[start of Entries provided]
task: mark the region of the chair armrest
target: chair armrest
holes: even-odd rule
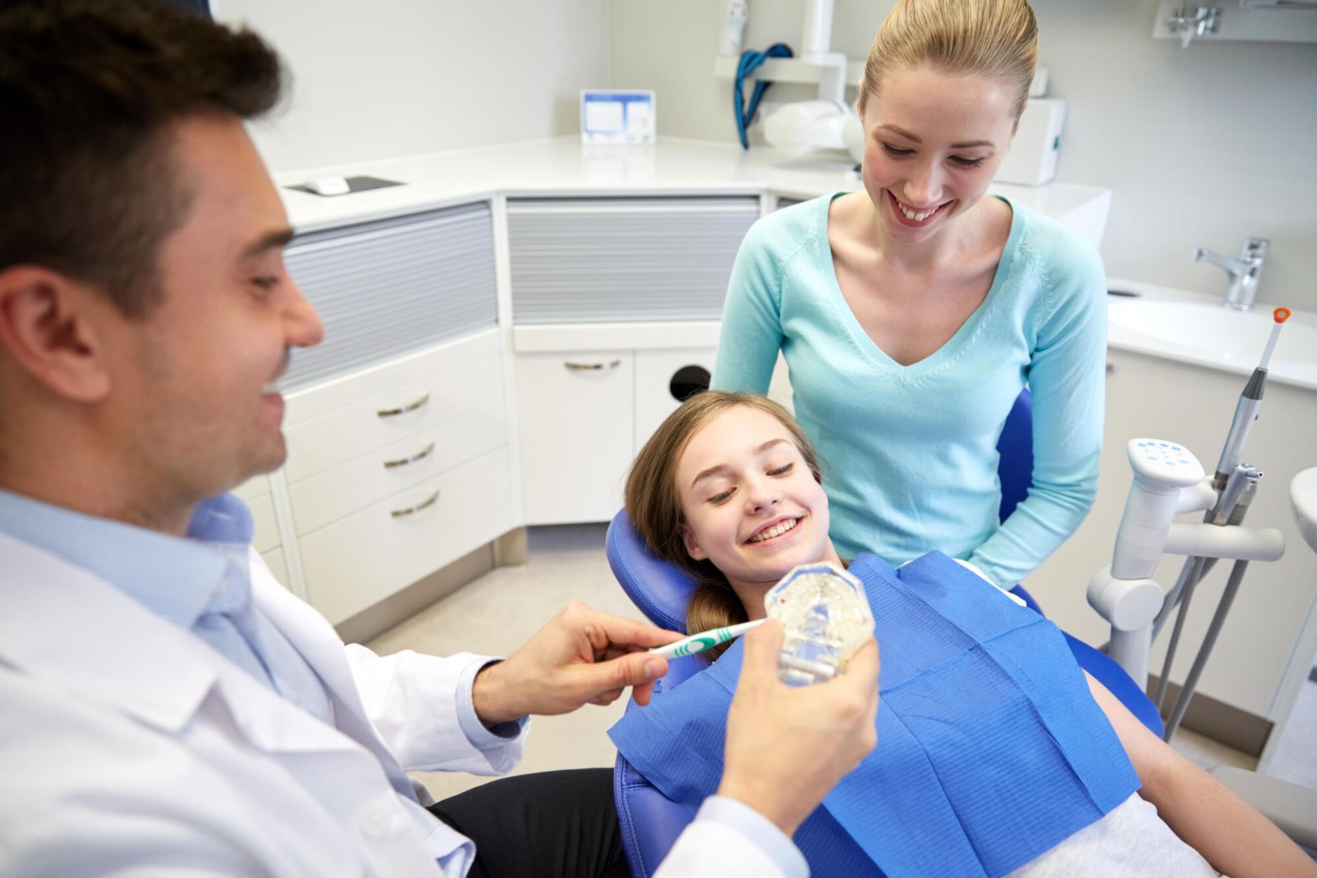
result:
[end of Entries provided]
[start of Entries provided]
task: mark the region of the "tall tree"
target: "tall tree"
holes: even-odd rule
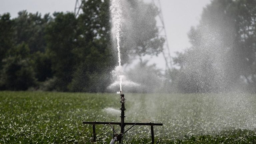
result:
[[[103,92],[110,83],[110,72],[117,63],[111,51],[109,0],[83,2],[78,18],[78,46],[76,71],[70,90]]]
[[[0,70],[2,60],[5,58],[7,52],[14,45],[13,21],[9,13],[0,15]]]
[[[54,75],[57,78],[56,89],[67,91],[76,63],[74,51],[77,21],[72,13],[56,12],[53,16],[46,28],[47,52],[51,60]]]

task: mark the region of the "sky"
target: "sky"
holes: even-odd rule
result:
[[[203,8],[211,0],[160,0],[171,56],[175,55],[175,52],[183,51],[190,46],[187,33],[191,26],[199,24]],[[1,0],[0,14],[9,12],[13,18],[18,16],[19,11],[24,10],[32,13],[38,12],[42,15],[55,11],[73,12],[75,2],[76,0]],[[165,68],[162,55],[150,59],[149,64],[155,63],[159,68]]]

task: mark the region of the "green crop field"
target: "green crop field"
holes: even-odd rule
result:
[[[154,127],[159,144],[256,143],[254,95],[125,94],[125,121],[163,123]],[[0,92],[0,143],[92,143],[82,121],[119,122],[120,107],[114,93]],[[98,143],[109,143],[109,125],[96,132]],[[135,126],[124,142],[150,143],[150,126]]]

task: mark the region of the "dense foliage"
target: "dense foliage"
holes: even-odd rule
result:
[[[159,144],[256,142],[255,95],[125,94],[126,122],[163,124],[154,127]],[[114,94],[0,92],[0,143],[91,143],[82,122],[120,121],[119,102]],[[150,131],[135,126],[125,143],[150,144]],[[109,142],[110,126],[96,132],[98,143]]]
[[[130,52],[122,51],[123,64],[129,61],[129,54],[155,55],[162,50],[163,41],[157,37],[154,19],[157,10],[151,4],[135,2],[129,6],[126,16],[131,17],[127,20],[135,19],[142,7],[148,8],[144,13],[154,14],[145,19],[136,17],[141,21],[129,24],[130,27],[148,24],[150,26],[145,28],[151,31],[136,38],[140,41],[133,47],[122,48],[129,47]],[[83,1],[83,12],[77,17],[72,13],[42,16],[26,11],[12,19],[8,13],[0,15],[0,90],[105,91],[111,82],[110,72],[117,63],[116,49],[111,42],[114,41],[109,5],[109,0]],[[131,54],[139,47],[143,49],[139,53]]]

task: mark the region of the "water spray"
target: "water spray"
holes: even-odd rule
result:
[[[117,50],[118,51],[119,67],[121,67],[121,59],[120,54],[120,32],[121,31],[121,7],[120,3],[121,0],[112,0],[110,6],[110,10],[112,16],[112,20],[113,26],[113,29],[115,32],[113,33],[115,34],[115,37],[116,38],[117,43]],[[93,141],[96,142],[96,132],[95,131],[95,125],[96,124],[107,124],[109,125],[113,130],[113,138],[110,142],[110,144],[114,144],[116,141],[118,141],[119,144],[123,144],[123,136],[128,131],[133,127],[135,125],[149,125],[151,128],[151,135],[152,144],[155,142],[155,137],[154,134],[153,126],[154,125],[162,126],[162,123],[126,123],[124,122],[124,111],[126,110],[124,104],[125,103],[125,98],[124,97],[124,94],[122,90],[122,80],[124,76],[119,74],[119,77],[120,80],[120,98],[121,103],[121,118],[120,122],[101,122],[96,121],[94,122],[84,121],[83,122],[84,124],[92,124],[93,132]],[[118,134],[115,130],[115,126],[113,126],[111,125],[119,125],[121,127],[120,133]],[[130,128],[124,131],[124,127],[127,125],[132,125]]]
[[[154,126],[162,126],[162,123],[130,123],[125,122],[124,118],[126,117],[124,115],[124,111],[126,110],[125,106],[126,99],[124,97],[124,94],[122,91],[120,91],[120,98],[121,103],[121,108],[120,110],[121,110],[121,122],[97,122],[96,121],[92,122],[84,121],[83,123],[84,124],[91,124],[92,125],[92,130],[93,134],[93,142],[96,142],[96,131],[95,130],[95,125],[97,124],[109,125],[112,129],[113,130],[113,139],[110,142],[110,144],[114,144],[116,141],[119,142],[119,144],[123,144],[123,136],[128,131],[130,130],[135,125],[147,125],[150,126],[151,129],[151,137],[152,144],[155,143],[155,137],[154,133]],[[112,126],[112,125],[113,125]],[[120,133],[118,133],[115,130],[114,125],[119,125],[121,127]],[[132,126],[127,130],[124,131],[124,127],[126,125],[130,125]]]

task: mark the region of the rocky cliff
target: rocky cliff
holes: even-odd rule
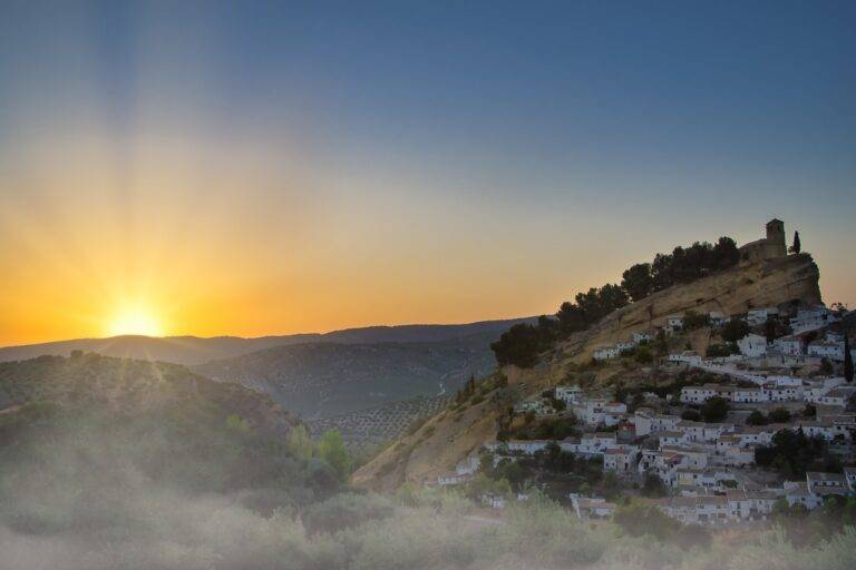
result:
[end of Entries provided]
[start of Entries provided]
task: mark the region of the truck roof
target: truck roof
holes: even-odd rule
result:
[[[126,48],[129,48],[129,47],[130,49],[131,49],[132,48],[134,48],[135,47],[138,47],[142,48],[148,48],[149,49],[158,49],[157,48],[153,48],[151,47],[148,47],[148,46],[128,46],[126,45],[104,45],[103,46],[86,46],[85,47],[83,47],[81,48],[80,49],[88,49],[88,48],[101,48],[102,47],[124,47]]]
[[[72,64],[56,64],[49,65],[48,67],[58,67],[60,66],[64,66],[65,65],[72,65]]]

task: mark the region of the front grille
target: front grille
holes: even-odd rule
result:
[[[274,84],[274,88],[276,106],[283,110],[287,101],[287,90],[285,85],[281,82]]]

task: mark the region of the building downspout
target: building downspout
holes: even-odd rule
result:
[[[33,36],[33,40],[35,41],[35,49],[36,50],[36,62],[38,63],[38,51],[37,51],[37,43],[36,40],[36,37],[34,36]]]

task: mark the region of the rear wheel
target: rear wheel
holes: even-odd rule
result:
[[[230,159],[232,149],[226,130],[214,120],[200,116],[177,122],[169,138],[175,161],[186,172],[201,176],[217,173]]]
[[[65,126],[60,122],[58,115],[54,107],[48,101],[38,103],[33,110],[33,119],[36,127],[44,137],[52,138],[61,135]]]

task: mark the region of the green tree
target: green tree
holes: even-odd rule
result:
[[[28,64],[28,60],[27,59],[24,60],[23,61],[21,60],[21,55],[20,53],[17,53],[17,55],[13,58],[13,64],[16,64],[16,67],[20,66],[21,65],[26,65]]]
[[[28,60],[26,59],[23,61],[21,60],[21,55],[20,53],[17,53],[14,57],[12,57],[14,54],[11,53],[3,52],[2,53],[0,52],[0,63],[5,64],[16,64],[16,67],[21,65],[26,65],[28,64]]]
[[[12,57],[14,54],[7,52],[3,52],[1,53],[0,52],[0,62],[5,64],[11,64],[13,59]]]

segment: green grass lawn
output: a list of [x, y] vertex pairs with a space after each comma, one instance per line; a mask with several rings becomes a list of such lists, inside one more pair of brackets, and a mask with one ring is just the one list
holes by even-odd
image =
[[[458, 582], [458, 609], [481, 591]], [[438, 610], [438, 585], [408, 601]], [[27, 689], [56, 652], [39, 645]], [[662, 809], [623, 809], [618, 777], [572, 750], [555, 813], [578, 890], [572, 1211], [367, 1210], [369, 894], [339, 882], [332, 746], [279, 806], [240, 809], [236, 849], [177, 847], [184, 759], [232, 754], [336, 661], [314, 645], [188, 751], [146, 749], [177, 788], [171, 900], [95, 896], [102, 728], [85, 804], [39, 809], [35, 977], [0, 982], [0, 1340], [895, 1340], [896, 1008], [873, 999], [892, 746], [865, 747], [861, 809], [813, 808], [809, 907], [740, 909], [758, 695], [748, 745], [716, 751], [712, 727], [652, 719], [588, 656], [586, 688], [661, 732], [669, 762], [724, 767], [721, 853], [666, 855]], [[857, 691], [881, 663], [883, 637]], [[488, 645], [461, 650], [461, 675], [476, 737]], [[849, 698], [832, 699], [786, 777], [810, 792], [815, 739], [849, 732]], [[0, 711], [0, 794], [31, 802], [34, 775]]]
[end of Entries provided]
# Do this
Pull out every line of the data above that contains the string "region".

# Correct output
task: mark the region of the chair armrest
task: mark the region of the "tall tree"
task: mark the region of the "sky"
task: mark the region of the "green crop field"
task: mark the region of the "dense foliage"
task: mark the region of the "water spray"
task: mark the region of the rocky cliff
task: mark the region of the truck roof
task: mark the region of the front grille
task: mark the region of the building downspout
task: mark the region of the rear wheel
task: mark the region of the green tree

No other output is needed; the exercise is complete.